= Beginning of Section =

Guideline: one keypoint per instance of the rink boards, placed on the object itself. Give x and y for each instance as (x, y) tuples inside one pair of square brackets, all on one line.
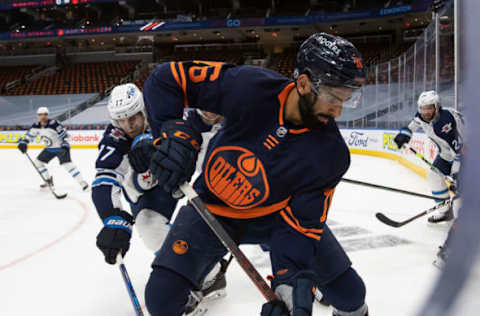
[(373, 142)]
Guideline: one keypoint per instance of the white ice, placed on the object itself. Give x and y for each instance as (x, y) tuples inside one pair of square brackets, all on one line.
[(49, 264)]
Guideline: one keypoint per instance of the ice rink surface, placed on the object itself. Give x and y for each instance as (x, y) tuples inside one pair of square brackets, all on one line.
[(49, 264)]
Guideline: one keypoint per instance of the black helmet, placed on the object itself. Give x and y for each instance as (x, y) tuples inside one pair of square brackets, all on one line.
[(329, 60)]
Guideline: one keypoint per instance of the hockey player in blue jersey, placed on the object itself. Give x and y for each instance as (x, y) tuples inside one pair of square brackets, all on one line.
[(151, 206), (269, 174), (444, 126), (55, 138)]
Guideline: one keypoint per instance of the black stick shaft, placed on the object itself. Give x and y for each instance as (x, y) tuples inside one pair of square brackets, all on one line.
[(130, 290), (392, 189), (228, 242)]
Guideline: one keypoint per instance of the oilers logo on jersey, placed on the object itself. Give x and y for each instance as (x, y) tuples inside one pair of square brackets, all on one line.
[(237, 177), (447, 128)]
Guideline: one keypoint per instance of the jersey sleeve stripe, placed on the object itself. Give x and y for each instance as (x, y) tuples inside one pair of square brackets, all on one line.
[(101, 170), (184, 84), (291, 220), (105, 181), (175, 73)]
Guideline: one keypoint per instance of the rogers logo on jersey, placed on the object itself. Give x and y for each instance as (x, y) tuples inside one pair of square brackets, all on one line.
[(237, 177)]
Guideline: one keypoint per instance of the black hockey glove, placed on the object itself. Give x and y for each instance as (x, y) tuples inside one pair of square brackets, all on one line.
[(141, 152), (22, 146), (65, 147), (274, 308), (401, 139), (176, 154), (115, 235)]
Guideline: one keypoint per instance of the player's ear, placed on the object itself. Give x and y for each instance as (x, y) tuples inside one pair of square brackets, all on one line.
[(303, 84)]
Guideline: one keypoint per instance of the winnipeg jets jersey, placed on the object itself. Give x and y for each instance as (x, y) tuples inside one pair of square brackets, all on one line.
[(52, 135), (446, 132), (115, 174)]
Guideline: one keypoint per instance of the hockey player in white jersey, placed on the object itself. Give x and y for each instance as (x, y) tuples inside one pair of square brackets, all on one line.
[(444, 126), (151, 206), (55, 138)]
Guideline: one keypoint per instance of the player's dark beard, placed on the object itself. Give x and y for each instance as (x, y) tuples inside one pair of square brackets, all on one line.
[(309, 119)]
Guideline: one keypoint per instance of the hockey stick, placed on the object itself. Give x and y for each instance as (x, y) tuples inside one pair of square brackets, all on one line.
[(228, 242), (58, 196), (129, 286), (392, 189), (390, 222)]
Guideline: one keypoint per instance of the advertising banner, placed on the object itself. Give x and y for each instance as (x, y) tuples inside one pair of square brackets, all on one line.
[(373, 142), (77, 139)]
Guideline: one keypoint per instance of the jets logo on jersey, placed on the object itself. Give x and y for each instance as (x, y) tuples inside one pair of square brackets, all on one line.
[(447, 128), (281, 131), (237, 177)]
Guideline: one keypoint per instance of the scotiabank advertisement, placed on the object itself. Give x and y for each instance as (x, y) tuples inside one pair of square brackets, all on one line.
[(361, 141), (77, 138)]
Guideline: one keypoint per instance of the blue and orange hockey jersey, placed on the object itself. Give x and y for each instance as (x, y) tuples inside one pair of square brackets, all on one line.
[(258, 163)]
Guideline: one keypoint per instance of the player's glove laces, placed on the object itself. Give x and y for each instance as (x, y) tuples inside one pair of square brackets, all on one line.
[(141, 152), (403, 137), (115, 235), (176, 154), (274, 308)]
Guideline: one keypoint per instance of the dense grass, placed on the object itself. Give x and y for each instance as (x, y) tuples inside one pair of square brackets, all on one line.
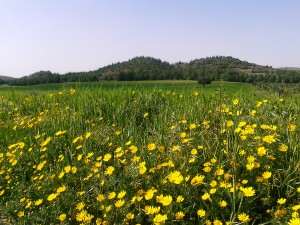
[(171, 152)]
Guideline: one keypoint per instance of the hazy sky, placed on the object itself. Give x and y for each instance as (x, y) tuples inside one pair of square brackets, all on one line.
[(82, 35)]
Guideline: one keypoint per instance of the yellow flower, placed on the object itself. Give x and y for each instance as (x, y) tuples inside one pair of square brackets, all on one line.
[(61, 189), (133, 149), (51, 197), (179, 199), (194, 151), (294, 221), (87, 135), (60, 132), (62, 217), (100, 197), (44, 143), (197, 180), (160, 219), (250, 166), (229, 123), (150, 210), (41, 165), (201, 213), (175, 177), (248, 192), (129, 216), (119, 203), (109, 170), (121, 194), (38, 202), (72, 91), (167, 200), (80, 206), (67, 169), (20, 213), (261, 151), (266, 175), (281, 201), (217, 222), (292, 127), (222, 203), (107, 157), (269, 139), (192, 126), (74, 169), (81, 216), (112, 195), (205, 196), (283, 148), (151, 147), (149, 193), (243, 217), (220, 172), (179, 215), (61, 175)]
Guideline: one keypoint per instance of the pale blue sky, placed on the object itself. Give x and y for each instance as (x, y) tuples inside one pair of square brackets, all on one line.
[(82, 35)]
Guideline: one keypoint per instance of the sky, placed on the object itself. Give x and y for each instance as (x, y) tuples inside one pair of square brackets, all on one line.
[(82, 35)]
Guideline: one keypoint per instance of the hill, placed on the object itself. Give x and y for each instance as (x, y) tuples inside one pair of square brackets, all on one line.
[(5, 79), (213, 68)]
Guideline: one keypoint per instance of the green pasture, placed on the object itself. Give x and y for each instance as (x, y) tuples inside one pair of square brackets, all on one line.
[(151, 152)]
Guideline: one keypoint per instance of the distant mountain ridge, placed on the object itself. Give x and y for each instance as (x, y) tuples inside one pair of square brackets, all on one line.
[(213, 68), (6, 78)]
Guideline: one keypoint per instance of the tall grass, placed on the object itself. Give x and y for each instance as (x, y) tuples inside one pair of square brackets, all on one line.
[(142, 155)]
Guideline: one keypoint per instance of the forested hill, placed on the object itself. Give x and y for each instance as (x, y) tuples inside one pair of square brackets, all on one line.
[(148, 68), (5, 79)]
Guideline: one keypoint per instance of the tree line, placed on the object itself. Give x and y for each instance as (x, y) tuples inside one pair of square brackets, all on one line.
[(148, 68)]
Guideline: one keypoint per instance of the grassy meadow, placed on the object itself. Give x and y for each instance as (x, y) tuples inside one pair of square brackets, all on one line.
[(161, 152)]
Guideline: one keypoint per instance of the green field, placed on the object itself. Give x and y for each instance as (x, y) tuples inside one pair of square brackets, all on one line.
[(157, 152)]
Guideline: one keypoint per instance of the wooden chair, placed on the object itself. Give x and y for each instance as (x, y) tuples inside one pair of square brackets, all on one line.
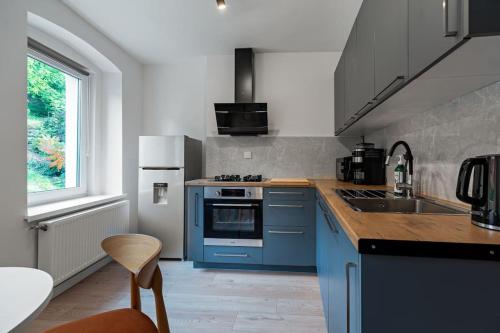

= End of Section =

== WHAT IS BEING ASKED ==
Copy out every entry above exactly. Leave the pictures out.

== COMPLETED TASK ==
Guideline: one keypoint per instance of the rink boards, placed on the object itself. Give x and y for each instance as (x, y) tuples inside one pair of square brackets, all on one line.
[(373, 142)]
Guideline: one keypoint per instance of the white ice, placed on the object itself. Give x and y for each instance as (x, y) tuples inside one pair of square brackets, all on one line.
[(49, 264)]
Guideline: one keypoint per instance of the ice rink surface, placed on the object itself. Give x and y for each instance as (x, y) tuples inside one pair of square brackets, all on one line.
[(49, 264)]
Guideline: one keypoint per instance of the black helmet, placed on the object itself. Give x and y for each instance as (x, y) tuples inside one pair of square brackets, all on one line.
[(329, 60)]
Guideline: one keypoint per instance of the hockey player in blue jersey, placed on the object itself. Give x and y for each instance as (x, y) tuples inside one pair of square brackets, all on one line.
[(151, 206), (269, 174), (444, 126), (55, 138)]
Guideline: one keypoint per instance of the black stick shaft, placed on the object itself. Give x and y for each instance as (x, y) tuples inside one pair of square brackets, all on one line.
[(130, 290), (392, 189), (228, 242)]
Guideline: one keypoint per instance of the oilers logo on jersey, placed on the object itself. Give x and y for each instance as (x, y) tuples inside one pair of square brackets, all on one line.
[(237, 177), (447, 128)]
Guideline: one keypoint per instance of the jersey sleeve stripe, placed on the object itself. Give x and y for each instance as (x, y) tuples inside one pair of square brackets, all on one line.
[(101, 170), (184, 84), (291, 220), (105, 181), (175, 73)]
Guideline: one keypoint per instance of the rogers logo on jersey, placed on the object itself. Give x and y for each instance as (x, y) tuples inside one pair of square brackets, all on one line.
[(237, 177)]
Guideline: one keypoint per instance of the black hockey glove, placed on the object itself. Give x and y for each instance as (x, y) tuples inside one pair of square brackets, all on one line.
[(141, 152), (22, 146), (65, 147), (274, 308), (401, 139), (176, 154), (115, 235)]
Guideline: one keypoint per instance of the player's ear, placed on the object itself. Give x and y for each instance as (x, y) tuples inside one pair of square brackets, all on one line.
[(303, 84)]
Guideline: one keypoint per instance of the winnipeg jets jersey, placed on the object itself. Give x and y for each instance as (x, y) tuples inside one pair of square brackets, all on one line.
[(52, 135), (446, 132), (115, 174)]
Guideline: one keypoint per instance of the hockey player in white jersey, placed on the object itself. Give x and y for each instance as (x, y) tuples inside one pair of square brackets, all on one line.
[(444, 126), (151, 206), (55, 138)]
Guideline: one keypoint per instance of the player's dark beard, placed on the object itself. Give x and y for each instance as (x, y) tuples inside one pair of square brackets, all on one line.
[(309, 119)]
Guideline: one keypoint per instance of the hockey stick, placed on the object itself. Give x and y for each instance as (x, y) tuples inside one pair of square brackets, all on one line.
[(228, 242), (58, 196), (129, 286), (392, 189), (390, 222)]
Guideline: one keypoint per instance of the advertising banner, placed on the object itself. Give x and y for each instance as (x, y) tuples inside one pair of square brackets, all on one line.
[(373, 142), (77, 139)]
Guideline: one keypoint per instance of the jets logo on jersey, placed on the object itself. Give x and y for each instance as (x, y) tuples inside one pair of square brackets, all on one line.
[(447, 128), (281, 131), (237, 177)]
Guideline: one keypoint per instance of the scotiabank advertisement, placed on the object itself. Give x and y for each instance as (x, y) tuples inside one pair of square brackets, all on one line.
[(361, 141), (77, 138)]
Guideline: one keypoint per instance of the blue and orange hockey jersey, placed on the object itself. Give x and y for each instance as (x, y) tuples inside one pair of square brackets, all on one line.
[(258, 163)]
Guideline: one keypoint per instance of the player's glove laces, placed on the object itself. Give x and y for each instance as (x, y) tuples inside one pair of square brackets, all on one line.
[(141, 152), (403, 137), (115, 235), (176, 154), (274, 308)]
Guideline: one keypoint per instance of the dense grass, placed on the object itself. Give x and y for each instance as (x, y) tuples inside one pair of square brackets, all on one line.
[(171, 152)]
Guideline: one keypoint per instance of the hazy sky, placed on the object itself. Give x and y for each instance as (x, y) tuples inside one pair of square brackets, all on one line.
[(82, 35)]
Guideline: one keypoint per instance of the yellow flower, placed on the object itself. Give x and y for each instance as (x, y) tuples inside one pair of square brackets, all on one line.
[(61, 189), (133, 149), (51, 197), (179, 199), (194, 151), (294, 221), (87, 135), (60, 132), (62, 217), (100, 197), (44, 143), (197, 180), (160, 219), (250, 166), (229, 123), (150, 210), (41, 165), (201, 213), (175, 177), (248, 192), (129, 216), (119, 203), (109, 170), (121, 194), (38, 202), (72, 91), (167, 200), (80, 206), (67, 169), (20, 213), (261, 151), (266, 175), (281, 201), (217, 222), (292, 127), (222, 203), (107, 157), (269, 139), (192, 126), (74, 169), (81, 216), (112, 195), (205, 196), (283, 148), (151, 147), (149, 193), (243, 217), (220, 172), (179, 215), (61, 175)]
Guideline: one keypoint per instance of the pale blue sky, placed on the object itself. Give x and y for each instance as (x, y) tuples inside one pair of square brackets, all on one line.
[(82, 35)]
Guideline: one keypoint per instance of the sky, placed on the object itself. Give x and y for each instance as (x, y) tuples inside one pair of square brackets, all on one line.
[(82, 35)]
Guideline: one keypoint per instance of the hill, placed on the object itself. Give x and y for each instance as (x, y) tuples inside one pair of square brackets, all on one line.
[(5, 79), (213, 68)]
Guideline: one keypoint per instance of the green pasture, placed on the object itself. Give x and y for each instance as (x, y) tuples inside one pair of square brackets, all on one line.
[(151, 152)]
Guideline: one keypoint per instance of the distant mountain ridge, placed on the object itself. Give x and y for each instance as (x, y) tuples inside one pair of square brackets, all on one line.
[(213, 68), (6, 78)]
Guideline: one keypoint per instance of the tall grass, placed on the object itself. Give x and y for each instance as (x, y) tuples inside one pair of square brackets, all on one line.
[(142, 155)]
Guideline: one keypoint per instance of the forested hill, placed on the object itself. Give x and y for each instance as (x, y) tuples inside one pair of square brackets, all on one line.
[(148, 68), (5, 79)]
Guideline: one keypoint per instance of the tree line, placed on the object itself. Give x and y for each instance as (x, y) tuples inside one pair of square brackets, all on one line.
[(148, 68)]
Guideline: one keypoint per instance of the grassy meadow, placed on the object itself. Give x and y for each instance as (x, y) tuples inside one pair of square brackets, all on one line.
[(161, 152)]
Guideline: one keypoint per instance of the green field, placed on the object itself. Give x and y for each instance as (x, y) tuples inside one pair of square brackets, all on one line.
[(157, 152)]
Guideline: one keypoint per instance of the wooden chair, placed on the object itself. Give x and y for each instance as (x, y) tuples inside one pair of square brackets, all on one line.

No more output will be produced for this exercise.